Source material:
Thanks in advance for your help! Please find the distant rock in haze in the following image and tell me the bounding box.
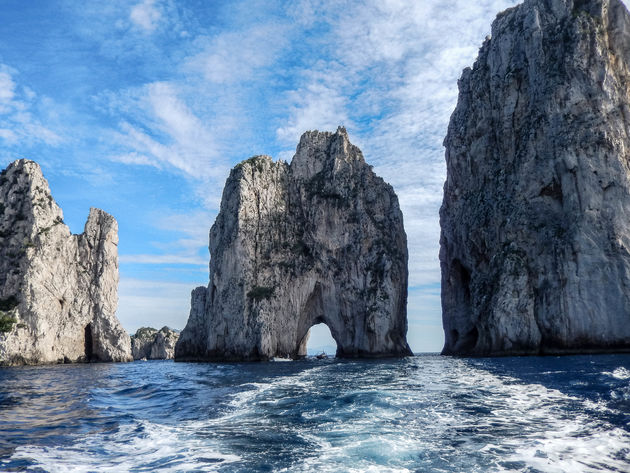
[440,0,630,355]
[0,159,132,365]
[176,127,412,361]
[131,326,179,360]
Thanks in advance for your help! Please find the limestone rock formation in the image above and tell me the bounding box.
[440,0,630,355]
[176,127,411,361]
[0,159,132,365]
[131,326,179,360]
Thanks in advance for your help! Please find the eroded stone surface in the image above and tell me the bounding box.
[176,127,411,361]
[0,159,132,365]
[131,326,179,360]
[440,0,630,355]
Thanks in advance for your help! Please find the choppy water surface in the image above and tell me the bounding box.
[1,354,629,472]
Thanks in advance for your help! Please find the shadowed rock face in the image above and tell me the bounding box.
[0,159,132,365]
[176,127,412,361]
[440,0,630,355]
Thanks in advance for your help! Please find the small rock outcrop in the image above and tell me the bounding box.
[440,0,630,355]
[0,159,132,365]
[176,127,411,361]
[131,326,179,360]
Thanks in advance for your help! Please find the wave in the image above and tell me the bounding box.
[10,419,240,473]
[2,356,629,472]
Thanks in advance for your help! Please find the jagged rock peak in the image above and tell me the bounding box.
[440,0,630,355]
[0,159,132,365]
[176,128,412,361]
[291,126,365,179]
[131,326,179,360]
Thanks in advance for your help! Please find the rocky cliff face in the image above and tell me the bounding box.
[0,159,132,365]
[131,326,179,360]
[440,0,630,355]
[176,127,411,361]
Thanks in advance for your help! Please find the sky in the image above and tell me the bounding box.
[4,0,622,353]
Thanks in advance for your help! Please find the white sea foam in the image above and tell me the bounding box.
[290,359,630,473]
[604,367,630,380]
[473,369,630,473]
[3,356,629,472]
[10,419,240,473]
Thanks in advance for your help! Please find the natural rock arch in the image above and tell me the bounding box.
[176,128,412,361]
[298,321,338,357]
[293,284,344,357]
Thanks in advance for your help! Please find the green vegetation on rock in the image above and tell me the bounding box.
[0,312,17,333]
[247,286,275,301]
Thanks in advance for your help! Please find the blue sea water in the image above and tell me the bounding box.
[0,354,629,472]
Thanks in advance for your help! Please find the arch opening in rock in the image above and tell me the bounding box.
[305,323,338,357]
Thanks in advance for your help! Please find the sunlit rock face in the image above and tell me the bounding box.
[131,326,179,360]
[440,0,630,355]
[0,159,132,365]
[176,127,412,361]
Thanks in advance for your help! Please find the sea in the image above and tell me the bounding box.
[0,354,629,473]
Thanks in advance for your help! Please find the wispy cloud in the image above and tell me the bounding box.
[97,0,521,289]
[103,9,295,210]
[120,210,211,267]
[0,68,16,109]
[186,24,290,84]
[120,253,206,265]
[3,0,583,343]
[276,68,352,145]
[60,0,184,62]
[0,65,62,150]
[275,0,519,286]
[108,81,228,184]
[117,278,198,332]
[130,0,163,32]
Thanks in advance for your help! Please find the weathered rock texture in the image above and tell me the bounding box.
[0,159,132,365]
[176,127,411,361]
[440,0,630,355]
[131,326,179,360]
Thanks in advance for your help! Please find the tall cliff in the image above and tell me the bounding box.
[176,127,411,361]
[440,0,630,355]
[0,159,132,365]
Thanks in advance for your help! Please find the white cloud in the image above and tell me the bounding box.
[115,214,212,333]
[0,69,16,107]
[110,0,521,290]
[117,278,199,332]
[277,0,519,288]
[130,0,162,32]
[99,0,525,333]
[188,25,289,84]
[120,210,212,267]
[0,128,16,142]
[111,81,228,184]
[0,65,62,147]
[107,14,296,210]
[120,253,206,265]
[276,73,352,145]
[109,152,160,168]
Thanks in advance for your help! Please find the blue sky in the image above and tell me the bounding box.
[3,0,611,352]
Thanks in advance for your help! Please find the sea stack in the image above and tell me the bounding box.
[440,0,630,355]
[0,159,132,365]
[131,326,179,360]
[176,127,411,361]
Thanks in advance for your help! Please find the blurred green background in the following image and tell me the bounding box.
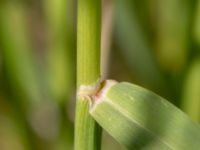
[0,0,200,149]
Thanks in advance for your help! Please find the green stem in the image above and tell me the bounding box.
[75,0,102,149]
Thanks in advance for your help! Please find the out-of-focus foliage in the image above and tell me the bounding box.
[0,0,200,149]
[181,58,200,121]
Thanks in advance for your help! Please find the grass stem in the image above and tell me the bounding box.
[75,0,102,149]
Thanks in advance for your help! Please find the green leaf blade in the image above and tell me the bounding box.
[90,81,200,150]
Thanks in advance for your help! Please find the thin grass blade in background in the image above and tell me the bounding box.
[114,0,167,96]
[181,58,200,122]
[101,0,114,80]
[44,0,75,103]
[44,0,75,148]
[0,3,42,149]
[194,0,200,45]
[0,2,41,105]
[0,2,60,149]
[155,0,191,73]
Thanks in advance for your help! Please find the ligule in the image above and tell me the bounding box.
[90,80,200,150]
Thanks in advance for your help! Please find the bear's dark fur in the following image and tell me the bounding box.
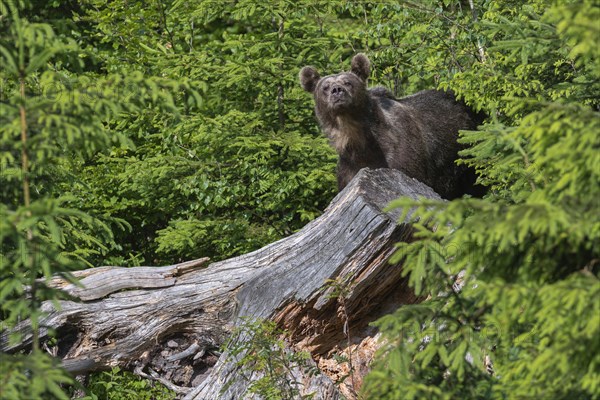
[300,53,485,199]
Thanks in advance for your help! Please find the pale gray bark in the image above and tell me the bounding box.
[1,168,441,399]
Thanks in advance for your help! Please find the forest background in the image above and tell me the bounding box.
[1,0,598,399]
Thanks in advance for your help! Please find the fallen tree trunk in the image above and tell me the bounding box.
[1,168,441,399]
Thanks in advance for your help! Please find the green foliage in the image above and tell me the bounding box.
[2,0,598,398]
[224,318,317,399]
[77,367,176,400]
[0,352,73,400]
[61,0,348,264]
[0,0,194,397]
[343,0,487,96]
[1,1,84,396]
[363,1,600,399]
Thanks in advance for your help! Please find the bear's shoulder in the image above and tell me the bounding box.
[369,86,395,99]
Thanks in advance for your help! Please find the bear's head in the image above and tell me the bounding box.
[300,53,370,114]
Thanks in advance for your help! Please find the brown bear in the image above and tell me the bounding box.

Directions for this task:
Exact copy, no pictures: please print every record above as written.

Exercise solution:
Thanks in advance for your help! Please find the distant rock in haze in the following image and tell me the bounding box.
[440,0,630,355]
[0,159,132,365]
[176,127,412,361]
[131,326,179,360]
Thanks in advance for your help! Please find the limestone rock formation in the image above and tell me the bounding box.
[440,0,630,355]
[176,127,411,361]
[0,159,132,365]
[131,326,179,360]
Thanks in advance for your help! Please find the eroded stone surface in the image above and tell me the bounding box.
[176,127,411,361]
[0,159,132,365]
[131,326,179,360]
[440,0,630,355]
Thanks in advance for your help! Please find the choppy water surface in the image above and tell me the bounding box.
[1,354,629,472]
Thanks in advance for your help! Please find the shadowed rock face in the image above and tell me the bounding box.
[0,159,132,365]
[176,127,412,361]
[440,0,630,355]
Thanks in advance for your help! Please find the small rock outcrop in the image above and tell me the bounding box.
[440,0,630,355]
[0,159,132,365]
[176,127,411,361]
[131,326,179,360]
Thanks in advance for your help! Please find the wave in the image above and tell me the bounding box.
[10,419,240,473]
[2,356,629,472]
Thanks in advance for your help! Please find the jagged rock peak in the image above and tell me the bounding box.
[440,0,630,355]
[0,159,132,365]
[176,128,412,361]
[291,126,365,179]
[131,326,179,360]
Thanks in advance for your help! Please find the rocky cliff face in the image above and tell me the bounding box.
[0,159,132,365]
[131,326,179,360]
[440,0,630,355]
[176,127,411,361]
Thanks in advance for your help! Please find the sky in the image above and tell me the bounding box.
[4,0,622,353]
Thanks in advance for your help! Please find the white sea foam in the image above and tell me the bounding box.
[290,359,630,473]
[604,367,630,380]
[473,369,630,473]
[3,356,629,472]
[10,419,240,473]
Thanks in advance for your help! Please find the natural rock arch in the image above and tell me the bounding box.
[176,128,412,361]
[298,321,338,357]
[293,284,344,357]
Thanks in advance for your help! Please find the green vegetation on rock in the image above and tell me the bounding box.
[0,312,17,333]
[247,286,275,301]
Thanks in advance for your help! Please find the blue sea water in the image above and tell me the bounding box.
[0,354,629,472]
Thanks in advance for your help! Please find the arch opening in rock in the image above and tell me the bounding box.
[305,323,338,357]
Thanks in advance for your help! Please find the sunlit rock face in the image above and tell me the bounding box.
[131,326,179,360]
[440,0,630,355]
[0,159,132,365]
[176,127,412,361]
Thanks in advance for your help! Please find the sea in the image above and tell me the bounding box.
[0,354,629,473]
Thanks in advance for your help! Please find the wispy cloud in the image above and tell me the bounding box.
[97,0,521,289]
[103,9,295,210]
[120,210,211,267]
[0,68,16,109]
[186,24,290,84]
[120,253,206,265]
[3,0,583,343]
[276,68,352,145]
[60,0,184,62]
[0,65,62,150]
[275,0,519,286]
[108,81,228,184]
[117,278,198,332]
[130,0,163,32]
Thanks in advance for your help! Please find the weathered rock texture in the image above and tell me the bounding box.
[0,159,132,365]
[176,127,411,361]
[440,0,630,355]
[131,326,179,360]
Thanks in advance for your help! Please find the tall cliff in the image above and tell me the bounding box.
[176,127,411,361]
[440,0,630,355]
[0,159,132,365]
Thanks in advance for your help! Please find the white cloud in the image above and tell me the bounding box.
[115,214,212,333]
[0,69,16,107]
[110,0,521,290]
[117,278,199,332]
[277,0,519,288]
[130,0,162,32]
[99,0,525,333]
[188,25,289,84]
[120,210,212,267]
[0,128,16,142]
[111,81,228,184]
[0,65,62,147]
[107,14,296,210]
[120,253,206,265]
[276,73,352,145]
[109,152,160,168]
Thanks in advance for your help! Please find the blue sky in the image above and tell me the bounding box.
[3,0,611,352]
Thanks in advance for your help! Please find the sea stack in the image above and tell me the bounding box.
[440,0,630,355]
[0,159,132,365]
[131,326,179,360]
[176,127,411,361]
Thanks in advance for your help! Please find the blurred green background in the following image and tell me the bounding box.
[0,0,200,149]
Thanks in advance for your help! Please find the green stem in the image above and tell me the bounding box.
[75,0,102,149]
Thanks in advance for your help! Please find the out-of-focus foliage in the image above and tell me the bounding box.
[0,0,200,149]
[181,58,200,121]
Thanks in advance for your help! Please find the grass stem in the image above and tell me the bounding box.
[75,0,102,149]
Thanks in advance for your help! Please find the green leaf blade in the image above and tell me the bounding box.
[90,81,200,150]
Thanks in advance for your help! Please find the thin grass blade in background in the image above and tell me the bounding box.
[114,0,167,96]
[181,58,200,122]
[101,0,114,80]
[44,0,75,103]
[44,0,75,148]
[0,3,42,149]
[194,0,200,45]
[0,2,41,105]
[0,2,60,149]
[155,0,191,73]
Thanks in advance for your help! Please find the ligule in the image above and tell me the bounding box.
[90,80,200,150]
Thanks in advance for your help! Please find the bear's dark fur in the following image and tell me the bounding box.
[300,53,485,199]
Thanks in advance for your help! Please find the pale gray bark in the image above and tell me the bounding box.
[1,168,441,399]
Thanks in advance for your help! Please find the forest background in the image above and tell me the bounding box.
[1,0,598,399]
Thanks in advance for your help! Please find the fallen tree trunk in the image above and tell me the bounding box.
[1,168,441,399]
Thanks in advance for your help! Please find the green foliage in the image above and tell me the bounding box.
[2,0,598,398]
[224,318,317,399]
[77,367,176,400]
[0,352,73,400]
[61,0,348,264]
[0,0,194,397]
[343,0,487,96]
[1,1,84,396]
[363,1,600,399]
Thanks in advance for your help! Please find the bear's shoulder in the image above and tell me the bounding box.
[369,86,395,99]
Thanks in advance for your help! Please find the bear's head in the image above and tell me the bounding box.
[300,53,370,114]
Thanks in advance for your help! Please find the brown bear in the image above and tell me the bounding box.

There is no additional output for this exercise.